Before getting straight to the point, this essay wants to introduce some backgrounds. Firstly, what is Big Data? Secondly, what is the traditional and shared way of legal thinking among not only legal academy but also among legal practice. Finally, as data is the core of Big Data but is a rarely-used word in the area of legal research, this essay will analysis different aspects of data in the legal area and their historic developments.

Even though the question requires us to focus mainly on the area of legal research, it is hard to make a clear cut between legal academy and legal professions, as many legal practices are academic-based especially when legal professions involve judges. There are no huge differences between the way a legal scholar conducting a research and a judge making a decision, a legislator considering a new law or even a lawyer making strategies for a lawsuit (Most of them will apply a doctrinal approach and this will be discussed later). Also, it can be said that everything happens in legal practice can be the subject or data of legal research. Therefore, this essay will not only focus on legal research but also legal profession and legal regulation.

  1. What Big Data exactly means?

**DATA SEGMENT:**
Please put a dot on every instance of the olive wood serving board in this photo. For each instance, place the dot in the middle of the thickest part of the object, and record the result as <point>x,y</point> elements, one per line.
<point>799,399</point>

**WHAT IS EXPECTED:**
Besides legal research, which two areas does the essay excerpt on Big Data and law say it will also focus on? The material after the essay excerpt is separate from it.

**TASK RESPONSE:**
Legal profession and legal regulation.